* [Instructions to follow]: Copy the material that follows word for word, every line of it, but leave out the pictures.

++++++++++

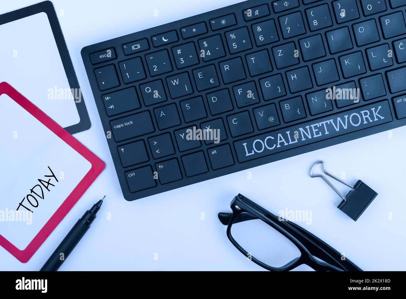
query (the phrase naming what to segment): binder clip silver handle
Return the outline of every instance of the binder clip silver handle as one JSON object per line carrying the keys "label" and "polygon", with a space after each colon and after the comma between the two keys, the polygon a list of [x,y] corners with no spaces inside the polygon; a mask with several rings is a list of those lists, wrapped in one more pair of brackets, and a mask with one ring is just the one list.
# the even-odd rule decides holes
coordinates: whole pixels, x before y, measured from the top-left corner
{"label": "binder clip silver handle", "polygon": [[[334,185],[322,174],[313,174],[313,169],[316,165],[319,164],[323,166],[323,172],[325,174],[351,189],[346,196],[341,194]],[[318,161],[315,163],[310,169],[309,174],[311,178],[321,178],[335,191],[336,193],[338,194],[342,200],[337,207],[351,217],[354,221],[357,221],[361,214],[364,212],[368,206],[378,195],[376,192],[360,180],[357,181],[355,184],[352,186],[338,178],[336,178],[326,171],[324,162],[322,161]]]}
{"label": "binder clip silver handle", "polygon": [[329,186],[330,187],[331,187],[331,188],[333,190],[334,190],[334,191],[335,191],[336,193],[337,193],[337,194],[338,194],[338,195],[341,198],[341,199],[342,199],[344,202],[347,202],[347,198],[346,198],[346,197],[344,196],[342,194],[341,194],[341,193],[338,190],[337,190],[337,188],[336,188],[335,187],[334,185],[333,185],[330,181],[329,181],[328,180],[327,180],[327,178],[326,178],[325,176],[323,176],[322,174],[313,174],[313,169],[314,169],[314,167],[316,166],[316,165],[317,165],[317,164],[321,164],[323,166],[323,172],[324,172],[326,174],[327,176],[329,176],[330,178],[333,178],[336,181],[339,182],[341,184],[343,184],[344,185],[345,185],[346,186],[348,187],[350,187],[351,189],[352,189],[353,190],[354,190],[355,188],[354,188],[354,187],[353,186],[350,186],[348,184],[347,184],[347,183],[346,183],[346,182],[345,182],[343,181],[342,181],[341,180],[340,180],[340,179],[338,178],[336,178],[336,177],[334,176],[333,176],[331,173],[328,172],[326,170],[326,167],[325,167],[325,166],[324,165],[324,161],[321,161],[321,160],[320,160],[320,161],[318,161],[317,162],[316,162],[314,164],[314,165],[313,165],[311,169],[310,169],[310,172],[309,173],[309,174],[310,176],[310,177],[311,178],[321,178],[322,179],[323,179],[324,180],[324,182],[325,182],[326,183],[327,183],[328,184],[328,186]]}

++++++++++

* [Output for this task]:
query (the phrase naming what to segment): binder clip silver handle
Return the outline of every instance of the binder clip silver handle as one JSON object per line carrying the keys "label" and "polygon", with a space after each colon and after the comma between the two keys, the polygon a list of [x,y] corners with no spaces inside the polygon; a mask with several rings is a list of those lists, wrapped in one more pair of brackets, and a mask with one ring is just the one list.
# the even-odd rule decides holes
coordinates: whole pixels, x before y, measured from the top-left corner
{"label": "binder clip silver handle", "polygon": [[[334,185],[322,174],[313,174],[313,169],[316,165],[319,164],[323,166],[323,172],[325,174],[351,189],[346,196],[341,194]],[[318,161],[315,163],[310,169],[309,174],[311,178],[321,178],[335,191],[336,193],[338,194],[342,200],[337,207],[351,217],[354,221],[357,221],[361,214],[364,212],[368,206],[378,195],[376,192],[360,180],[357,181],[355,184],[352,186],[338,178],[336,178],[326,171],[324,162],[322,161]]]}
{"label": "binder clip silver handle", "polygon": [[329,186],[330,187],[331,187],[331,188],[333,190],[334,190],[334,191],[335,191],[336,193],[337,193],[337,194],[338,194],[338,195],[341,198],[341,199],[342,199],[344,202],[347,202],[347,198],[346,198],[346,197],[344,196],[342,194],[341,194],[341,193],[338,190],[337,190],[337,188],[336,188],[335,187],[334,185],[333,185],[330,181],[329,181],[328,180],[327,180],[327,178],[326,178],[325,176],[323,176],[322,174],[313,174],[313,169],[314,169],[314,167],[316,166],[316,165],[317,165],[317,164],[321,164],[323,166],[323,172],[324,172],[326,174],[327,176],[329,176],[330,178],[333,178],[336,181],[339,182],[341,184],[343,184],[344,185],[345,185],[346,186],[348,187],[350,187],[351,189],[352,189],[353,190],[354,190],[355,188],[354,188],[354,187],[353,186],[350,186],[348,184],[347,184],[347,183],[346,183],[346,182],[345,182],[343,181],[342,181],[341,180],[340,180],[340,179],[338,178],[336,178],[336,177],[334,176],[333,176],[331,173],[328,172],[326,170],[326,167],[325,167],[325,166],[324,165],[324,161],[321,161],[321,160],[320,160],[320,161],[318,161],[317,162],[316,162],[314,164],[314,165],[313,165],[311,169],[310,169],[310,172],[309,173],[309,174],[310,176],[310,177],[311,178],[321,178],[322,179],[323,179],[324,180],[324,182],[325,182],[326,183],[327,183],[328,184],[328,186]]}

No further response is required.